▸ PROMPT: Transcribe each record exactly as it appears.

▸ Collected data:
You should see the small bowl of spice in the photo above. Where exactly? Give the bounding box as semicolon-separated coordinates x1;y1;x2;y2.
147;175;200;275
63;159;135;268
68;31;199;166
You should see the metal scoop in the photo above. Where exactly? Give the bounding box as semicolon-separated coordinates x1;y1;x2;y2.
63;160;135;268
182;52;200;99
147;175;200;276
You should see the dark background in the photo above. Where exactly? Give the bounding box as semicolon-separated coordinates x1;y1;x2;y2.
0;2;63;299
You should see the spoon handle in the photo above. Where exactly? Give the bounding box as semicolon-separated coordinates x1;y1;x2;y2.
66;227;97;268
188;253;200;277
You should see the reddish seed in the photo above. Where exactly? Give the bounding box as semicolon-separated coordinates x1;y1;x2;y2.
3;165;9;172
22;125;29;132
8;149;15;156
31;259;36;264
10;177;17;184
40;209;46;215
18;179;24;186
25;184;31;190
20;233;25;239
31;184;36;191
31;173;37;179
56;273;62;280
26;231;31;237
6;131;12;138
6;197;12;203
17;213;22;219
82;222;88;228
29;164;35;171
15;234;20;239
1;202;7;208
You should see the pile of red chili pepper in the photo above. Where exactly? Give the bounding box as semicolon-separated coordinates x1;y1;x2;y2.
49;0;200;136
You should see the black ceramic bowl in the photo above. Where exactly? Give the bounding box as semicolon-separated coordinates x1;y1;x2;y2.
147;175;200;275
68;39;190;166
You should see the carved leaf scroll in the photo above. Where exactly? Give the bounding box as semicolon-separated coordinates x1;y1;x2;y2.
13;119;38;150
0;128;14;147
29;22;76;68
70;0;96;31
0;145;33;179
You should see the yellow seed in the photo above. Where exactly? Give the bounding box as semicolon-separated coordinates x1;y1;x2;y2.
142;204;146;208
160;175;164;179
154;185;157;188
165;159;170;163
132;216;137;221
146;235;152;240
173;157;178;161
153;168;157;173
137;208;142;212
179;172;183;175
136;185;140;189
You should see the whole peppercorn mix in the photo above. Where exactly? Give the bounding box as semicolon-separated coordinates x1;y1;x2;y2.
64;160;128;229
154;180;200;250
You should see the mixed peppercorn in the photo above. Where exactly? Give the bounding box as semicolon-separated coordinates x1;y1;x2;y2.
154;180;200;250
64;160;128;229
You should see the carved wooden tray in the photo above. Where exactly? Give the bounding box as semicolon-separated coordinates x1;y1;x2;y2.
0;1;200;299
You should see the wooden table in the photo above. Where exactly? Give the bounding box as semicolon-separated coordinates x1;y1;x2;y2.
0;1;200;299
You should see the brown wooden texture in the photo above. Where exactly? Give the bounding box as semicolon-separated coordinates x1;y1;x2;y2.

▸ SOLUTION TO THE EXERCISE:
You should see the small bowl of spice in the photo above. Where exactly? Give the bounding box as semicolon-separated coordinates x1;y1;x2;y2.
147;175;200;275
63;159;135;268
68;31;199;166
You should see the metal scoop in the photo above. Where exactly? Give the bounding box as semicolon-separated coordinates x1;y1;x2;y2.
63;160;135;268
182;52;200;99
147;175;200;276
You should see the dark background in the photo above. Where exactly? Give the bounding box as semicolon-separated coordinates x1;y1;x2;y2.
0;2;63;299
You should see the spoon handle in the photo above. Where exactly? Give the bounding box as semicolon-separated coordinates x1;y1;x2;y2.
66;227;97;268
188;253;200;277
You should see the reddish seed in the photo above. Where exactly? Give the bounding box as semicolon-separated coordinates x1;y1;x2;y2.
3;165;9;172
22;125;29;132
8;149;15;156
31;259;36;264
10;177;17;184
40;209;46;215
18;179;24;186
25;184;31;190
20;233;25;239
31;184;36;191
31;173;37;179
56;273;62;280
26;231;31;237
6;131;12;138
6;197;12;203
17;213;22;219
82;222;88;228
29;164;35;171
15;234;20;239
1;202;7;208
You should see the pile of red chili pepper in the photo above. Where exactly? Give the bounding box as semicolon-separated coordinates x1;y1;x2;y2.
49;0;200;136
You should see the black ceramic bowl in the photo above. Where exactly? Give the bounding box as semicolon-separated coordinates x1;y1;x2;y2.
147;175;200;275
68;39;190;166
You should see the carved leaf scroll in the photo above. Where exactly? Give the bounding box as semicolon-separated coordinates x1;y1;x2;y2.
13;119;38;150
0;128;14;147
29;22;76;68
70;0;96;31
0;145;33;179
You should see the yellow seed in the photo above. Where exactly? Give the bounding box as semicolon-separated coordinates x1;y1;x2;y2.
142;204;146;208
160;175;164;179
154;185;157;188
165;159;170;163
132;216;137;221
146;235;152;240
173;157;178;161
153;168;157;173
137;208;142;212
179;172;183;175
136;185;140;189
You should see the whole peppercorn mix in the photo above. Where exactly? Give the bounding box as semicolon-separated coordinates x1;y1;x2;y2.
64;160;128;229
154;180;200;250
You should see the mixed peppercorn in the photo above. Where exactly? Give the bounding box as semicolon-separated coordinates x1;y1;x2;y2.
154;180;200;250
64;160;128;229
You should see the carved wooden tray in the photo above. Where exactly? Give the bounding box as semicolon-separated coordinates x1;y1;x2;y2.
0;1;200;299
You should see the wooden table in the photo above. Where exactly? Give the bounding box as semicolon-separated coordinates x1;y1;x2;y2.
0;1;200;299
You should see the brown wooden texture in the photo above. Where exactly? Give the bounding box as semicolon-separated coordinates x1;y1;x2;y2.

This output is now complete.